> **WORK INSTRUCTIONS**
Please restate every record below word for word and skip the pictures.
Start of Block
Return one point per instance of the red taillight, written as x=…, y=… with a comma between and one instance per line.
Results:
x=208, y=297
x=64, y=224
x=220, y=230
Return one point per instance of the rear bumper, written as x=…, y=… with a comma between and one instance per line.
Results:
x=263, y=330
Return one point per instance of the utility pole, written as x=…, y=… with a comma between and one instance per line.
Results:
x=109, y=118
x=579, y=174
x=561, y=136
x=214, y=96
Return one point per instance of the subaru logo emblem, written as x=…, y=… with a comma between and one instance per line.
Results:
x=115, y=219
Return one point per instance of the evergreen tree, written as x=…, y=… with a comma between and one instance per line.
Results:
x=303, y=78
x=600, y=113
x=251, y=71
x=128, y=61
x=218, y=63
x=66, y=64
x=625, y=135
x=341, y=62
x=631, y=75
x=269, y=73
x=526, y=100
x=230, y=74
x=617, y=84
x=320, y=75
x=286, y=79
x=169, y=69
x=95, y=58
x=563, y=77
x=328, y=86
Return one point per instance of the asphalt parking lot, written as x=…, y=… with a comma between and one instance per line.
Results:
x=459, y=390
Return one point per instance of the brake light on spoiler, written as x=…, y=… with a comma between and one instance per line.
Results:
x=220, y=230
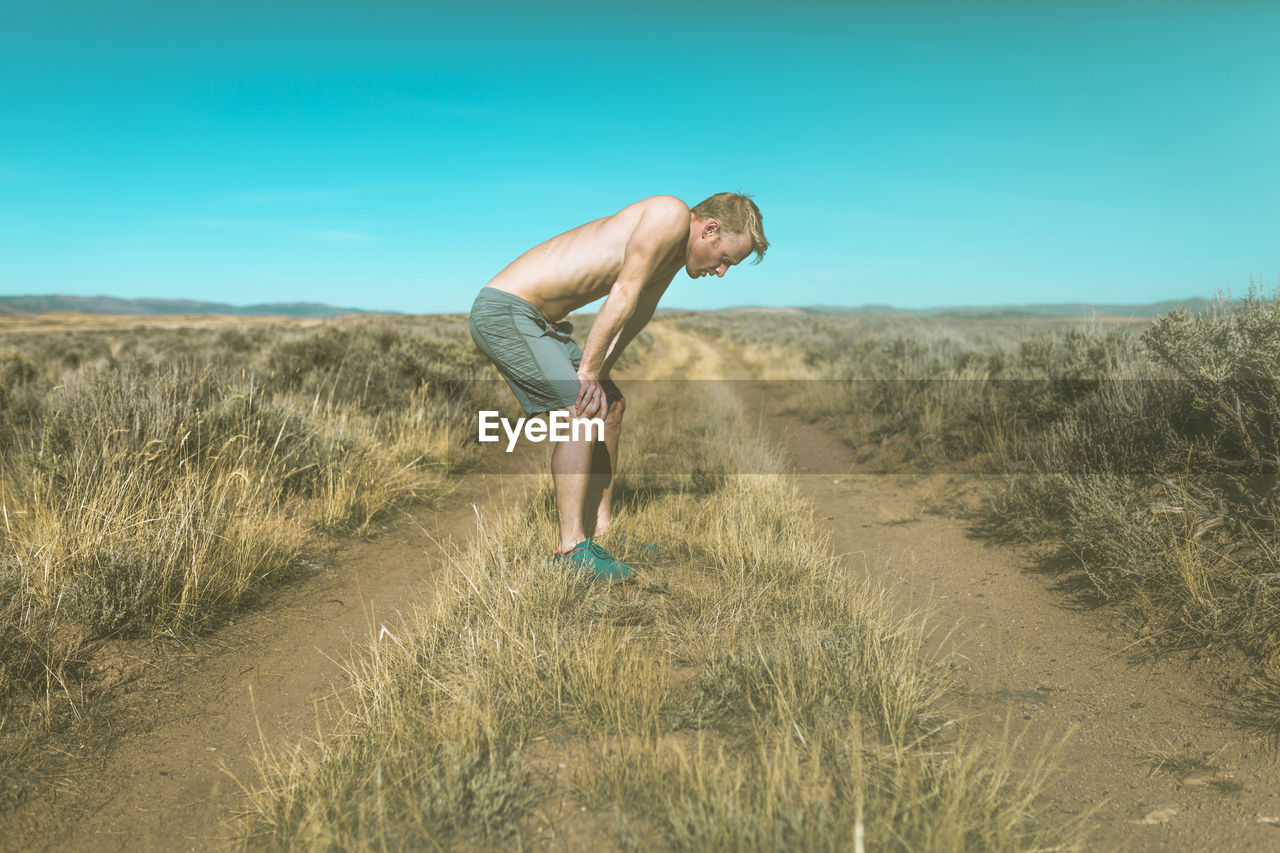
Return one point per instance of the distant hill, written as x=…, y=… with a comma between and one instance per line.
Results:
x=113, y=305
x=1059, y=309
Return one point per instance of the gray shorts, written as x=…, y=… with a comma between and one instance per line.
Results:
x=536, y=357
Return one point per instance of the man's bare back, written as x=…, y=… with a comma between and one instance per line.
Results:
x=581, y=265
x=630, y=258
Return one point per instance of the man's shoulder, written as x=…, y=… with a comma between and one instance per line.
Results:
x=664, y=206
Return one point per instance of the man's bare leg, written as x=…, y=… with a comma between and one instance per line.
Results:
x=597, y=510
x=571, y=469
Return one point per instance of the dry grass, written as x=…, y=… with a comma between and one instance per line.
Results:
x=743, y=693
x=1150, y=454
x=155, y=473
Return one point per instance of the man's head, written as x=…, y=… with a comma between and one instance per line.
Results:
x=723, y=231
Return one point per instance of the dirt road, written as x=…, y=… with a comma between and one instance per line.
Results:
x=1143, y=758
x=191, y=725
x=1022, y=653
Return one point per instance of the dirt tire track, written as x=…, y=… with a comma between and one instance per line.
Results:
x=1024, y=657
x=167, y=784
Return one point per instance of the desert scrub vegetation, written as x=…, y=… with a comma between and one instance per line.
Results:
x=1148, y=454
x=152, y=478
x=743, y=693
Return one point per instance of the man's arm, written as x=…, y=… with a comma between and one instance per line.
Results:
x=658, y=232
x=639, y=319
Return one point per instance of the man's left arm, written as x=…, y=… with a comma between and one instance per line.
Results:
x=657, y=233
x=639, y=319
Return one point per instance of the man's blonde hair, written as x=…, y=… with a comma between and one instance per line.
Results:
x=736, y=214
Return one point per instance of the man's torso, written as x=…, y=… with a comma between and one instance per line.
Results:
x=575, y=268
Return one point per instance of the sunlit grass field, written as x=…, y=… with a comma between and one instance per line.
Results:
x=1146, y=454
x=155, y=473
x=741, y=693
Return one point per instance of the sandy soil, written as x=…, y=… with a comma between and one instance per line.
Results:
x=1024, y=653
x=1033, y=656
x=188, y=725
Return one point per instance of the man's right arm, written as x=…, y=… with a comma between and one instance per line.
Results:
x=658, y=232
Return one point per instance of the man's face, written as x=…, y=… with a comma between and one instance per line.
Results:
x=714, y=251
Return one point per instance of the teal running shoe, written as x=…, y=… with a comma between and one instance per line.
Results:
x=588, y=556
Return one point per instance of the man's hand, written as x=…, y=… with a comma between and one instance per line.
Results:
x=590, y=397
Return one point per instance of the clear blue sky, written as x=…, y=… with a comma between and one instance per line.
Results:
x=396, y=155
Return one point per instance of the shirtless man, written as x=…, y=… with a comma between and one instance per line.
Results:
x=630, y=258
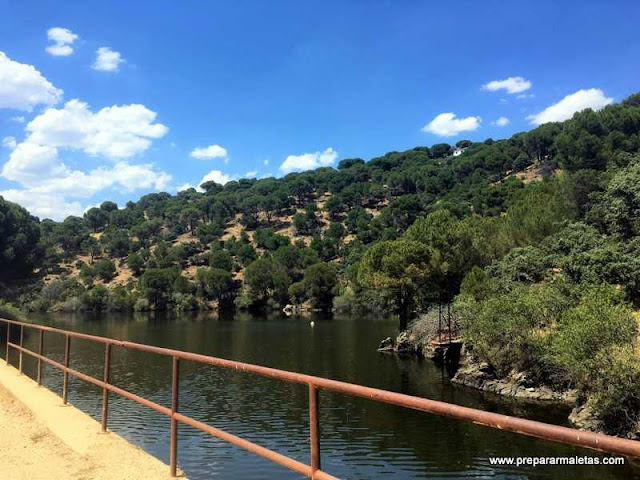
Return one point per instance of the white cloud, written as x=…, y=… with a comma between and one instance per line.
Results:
x=39, y=169
x=9, y=142
x=30, y=164
x=44, y=205
x=107, y=60
x=564, y=109
x=447, y=125
x=22, y=87
x=216, y=176
x=118, y=131
x=502, y=122
x=309, y=161
x=511, y=85
x=115, y=132
x=212, y=151
x=62, y=39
End of Block
> **TASK RESPONSE**
Return one point per instance of the red taillight, written as x=…, y=… with a comma between and one instance per line.
Results:
x=208, y=297
x=64, y=224
x=220, y=230
Return one point per instance of the rear bumper, written as x=…, y=… with a comma between and one instance per line.
Results:
x=263, y=330
Return one point per instance of the utility pole, written as x=…, y=… with a comma between and one instance per line.
Results:
x=109, y=118
x=579, y=174
x=561, y=136
x=214, y=96
Return one point per instance of the subaru logo emblem, written as x=…, y=… with a comma between and one instance per line.
Results:
x=115, y=219
Return one point per instance of the evergreen tree, written as x=…, y=… with a comma between and one instance per line.
Results:
x=303, y=78
x=600, y=113
x=251, y=71
x=128, y=61
x=218, y=63
x=66, y=64
x=625, y=135
x=341, y=62
x=631, y=75
x=269, y=73
x=526, y=100
x=230, y=74
x=617, y=84
x=320, y=75
x=286, y=79
x=169, y=69
x=95, y=58
x=563, y=77
x=328, y=86
Return one point per instance of the asphalt parking lot, written as x=…, y=… with a comma between and one instance per line.
Results:
x=459, y=390
Return one point per instance of the brake light on spoiler, written as x=…, y=… with a comma between and one instance per line.
Results:
x=220, y=230
Return one point per instance of the distant hill, written as x=…, y=… with a comma between and one instance per line.
Results:
x=113, y=305
x=1059, y=309
Return one point per instance of the gray shorts, written as x=…, y=… with a comma between and one instance per line.
Results:
x=536, y=357
Return one point per instance of the man's bare back, written as x=…, y=… with a comma between and one instance per line.
Results:
x=581, y=265
x=630, y=258
Return one point per instance of the man's shoulder, written as x=…, y=… with a comma between and one instance per line.
Results:
x=664, y=206
Return one point per instance of the man's bare leg, written as x=…, y=… with a comma between and one instance per line.
Results:
x=597, y=510
x=571, y=469
Return one point per instance of the dry grass, written as x=…, y=… with a comma between and one instance per line.
Results:
x=743, y=693
x=1150, y=454
x=155, y=473
Return one point per instance of the man's head, written as x=…, y=… with a comma between and one instance per line.
Results:
x=723, y=231
Return one point per instance of the dirt road, written as x=…, y=… with a comma between and one instance per line.
Results:
x=1143, y=758
x=191, y=725
x=1022, y=653
Return one point per instance of the dirt tire track, written as x=…, y=… with a comma between and one instance per line.
Results:
x=1024, y=657
x=167, y=784
Return one point per instance of the desert scrub vegetation, written as x=…, y=… with a comma between and one instance per line.
Results:
x=1148, y=454
x=152, y=478
x=743, y=693
Return one point per instance of the man's arm, written as x=…, y=… with a comma between and one instance per line.
Results:
x=658, y=232
x=639, y=319
Return one point per instance of the man's left arm, written as x=…, y=… with a comma between and one instance per line.
Results:
x=657, y=233
x=639, y=319
Return one point per instance of the man's blonde hair, written as x=…, y=… with a comma between and one instance per line.
Results:
x=736, y=214
Return one point per instance of the man's torso, written as x=…, y=… with a comma between and one instance per line.
Results:
x=575, y=268
Return one point per instance of the sunlit grass field, written as x=…, y=… with a comma between and one instance per line.
Results:
x=1146, y=454
x=155, y=473
x=741, y=693
Return one point per instance of the sandy soil, written as x=…, y=… with a comma between and one instance per line.
Results:
x=1024, y=653
x=1033, y=656
x=188, y=725
Return one point per instance of the man's right arm, written as x=…, y=… with a comma between and one instance per line.
Results:
x=658, y=232
Return one point per instance of the man's face, written as x=…, y=… with a comma between and one instance per line.
Results:
x=714, y=251
Return one point per instance of the teal running shoe, written as x=…, y=… with a comma between and one instance per line.
Results:
x=588, y=556
Return one point per instance of the man's hand, written as x=…, y=… with a comma between and one instance per line.
Results:
x=590, y=397
Return one point per instance of the clear blue sky, written as x=…, y=… with a comma between and one instance per line.
Results:
x=396, y=155
Return one point per instance of the shirtless man, written as x=…, y=… with a comma between and one instance per line.
Results:
x=630, y=258
Return one point per instance of the white cloud, written as x=…, y=… with a comma between and one instance per line.
Results:
x=39, y=169
x=9, y=142
x=30, y=164
x=44, y=205
x=107, y=60
x=564, y=109
x=447, y=125
x=22, y=87
x=216, y=176
x=118, y=131
x=502, y=122
x=309, y=161
x=511, y=85
x=115, y=132
x=212, y=151
x=62, y=39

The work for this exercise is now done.